▶ [Выбранный отрывок]:
··········
Характеризуя демографическую ситуацию в России накануне Первой мировой войны, Дж. М. Кейнс в 1919 г. отмечал: «Население европейской России увеличилось еще в большей степени, чем население Германии. В 1890 году оно было меньше 100 миллионов, а накануне войны оно дошло почти до 150 миллионов; в годы, непосредственно предшествующие 1914 году, ежегодный прирост достигал чудовищной цифры в 2 миллиона… Великие исторические события часто бывают следствием вековых перемен в численности населения, а также прочих фундаментальных экономических причин; благодаря своему постепенному характеру эти причины ускользают от внимания современных наблюдателей… Таким образом, необычайные происшествия последних двух лет в России, колоссальное потрясение общества, которое опрокинуло все, что казалось наиболее прочным… являются, быть может, гораздо более следствием роста населения, нежели деятельности Ленина или заблуждений Николая…»[81]
Прирост населения России был сопоставим с показателями Германии, Англии и Франции вместе взятых:
Среднегодоввые темпы прироста населения, в %, за 1900–1912 гг.[82]
Впервые избыток населения в России грозно проявил себя во время голода 1891 г. С этого времени общины ввели самый уравнительный принцип землепользования – по едокам, т. е. приоритетом ставилась обеспечение физического выживания людей[83]. Причина этого голода была предсказана еще Т. Мальтусом, который отмечал, что численность населения в аграрном обществе растет быстрее, чем производство продовольствия. Развязка наступает тогда, когда оказываются исчерпанными все доступные источники сельскохозяйственных земель.
··········
▶ [Задание]: Какой принцип землепользования ввели общины после голода 1891 года, согласно отрывку?

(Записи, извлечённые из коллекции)
··········
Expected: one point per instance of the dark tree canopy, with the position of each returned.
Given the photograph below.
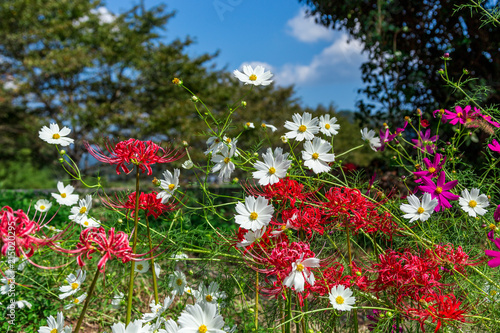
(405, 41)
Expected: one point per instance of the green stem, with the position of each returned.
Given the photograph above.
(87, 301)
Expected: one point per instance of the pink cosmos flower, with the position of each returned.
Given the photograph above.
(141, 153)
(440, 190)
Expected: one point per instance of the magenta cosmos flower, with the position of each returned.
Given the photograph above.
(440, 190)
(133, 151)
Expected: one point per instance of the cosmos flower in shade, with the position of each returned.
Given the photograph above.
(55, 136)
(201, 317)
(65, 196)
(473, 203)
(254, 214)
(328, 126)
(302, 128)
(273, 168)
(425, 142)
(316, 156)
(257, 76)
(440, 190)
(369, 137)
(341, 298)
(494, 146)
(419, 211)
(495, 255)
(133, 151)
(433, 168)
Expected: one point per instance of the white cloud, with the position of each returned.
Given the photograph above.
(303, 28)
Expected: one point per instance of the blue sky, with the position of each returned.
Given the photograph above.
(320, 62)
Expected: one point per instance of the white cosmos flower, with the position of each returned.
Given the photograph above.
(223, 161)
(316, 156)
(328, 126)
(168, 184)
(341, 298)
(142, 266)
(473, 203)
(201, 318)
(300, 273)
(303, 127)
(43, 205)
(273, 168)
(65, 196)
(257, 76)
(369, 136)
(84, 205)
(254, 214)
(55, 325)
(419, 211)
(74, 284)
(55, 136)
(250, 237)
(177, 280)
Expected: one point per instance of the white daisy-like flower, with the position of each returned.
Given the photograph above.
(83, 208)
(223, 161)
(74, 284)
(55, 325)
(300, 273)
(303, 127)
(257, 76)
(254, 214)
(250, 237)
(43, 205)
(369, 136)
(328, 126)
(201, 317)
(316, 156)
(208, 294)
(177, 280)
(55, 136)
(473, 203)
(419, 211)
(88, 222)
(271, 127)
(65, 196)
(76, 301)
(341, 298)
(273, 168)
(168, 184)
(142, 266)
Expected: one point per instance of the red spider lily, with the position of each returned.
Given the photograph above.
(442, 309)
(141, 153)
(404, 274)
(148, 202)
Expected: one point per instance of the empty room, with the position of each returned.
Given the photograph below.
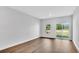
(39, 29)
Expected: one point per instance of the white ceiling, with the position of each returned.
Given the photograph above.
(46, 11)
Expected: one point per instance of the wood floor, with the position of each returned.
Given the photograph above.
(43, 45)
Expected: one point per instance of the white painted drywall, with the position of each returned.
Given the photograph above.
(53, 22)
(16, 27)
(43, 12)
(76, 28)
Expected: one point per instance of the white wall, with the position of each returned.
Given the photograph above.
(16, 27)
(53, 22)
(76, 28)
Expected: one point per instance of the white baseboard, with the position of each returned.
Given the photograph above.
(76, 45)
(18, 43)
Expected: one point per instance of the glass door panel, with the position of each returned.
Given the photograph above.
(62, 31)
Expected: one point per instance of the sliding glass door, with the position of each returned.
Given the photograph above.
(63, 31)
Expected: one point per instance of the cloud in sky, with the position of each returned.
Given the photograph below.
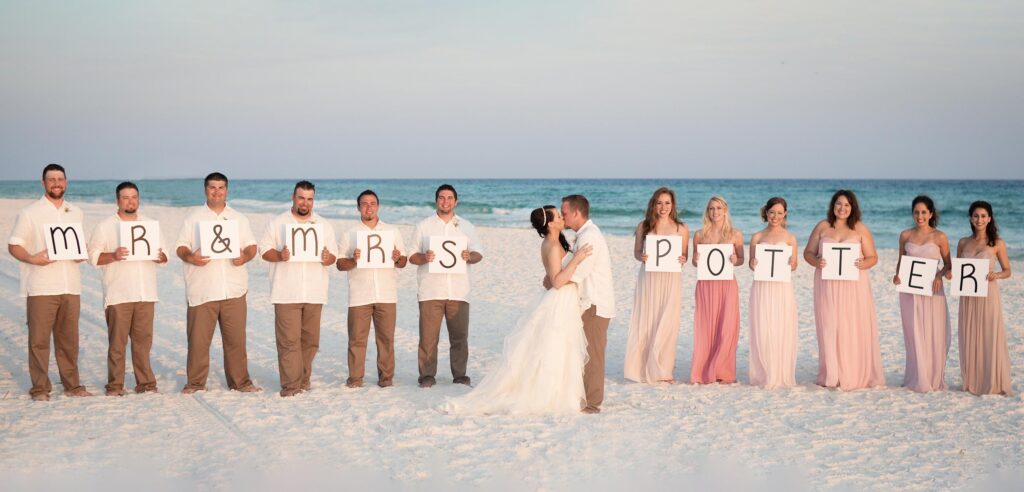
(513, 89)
··········
▶ [Решение]: Самый уравнительный принцип землепользования — по едокам.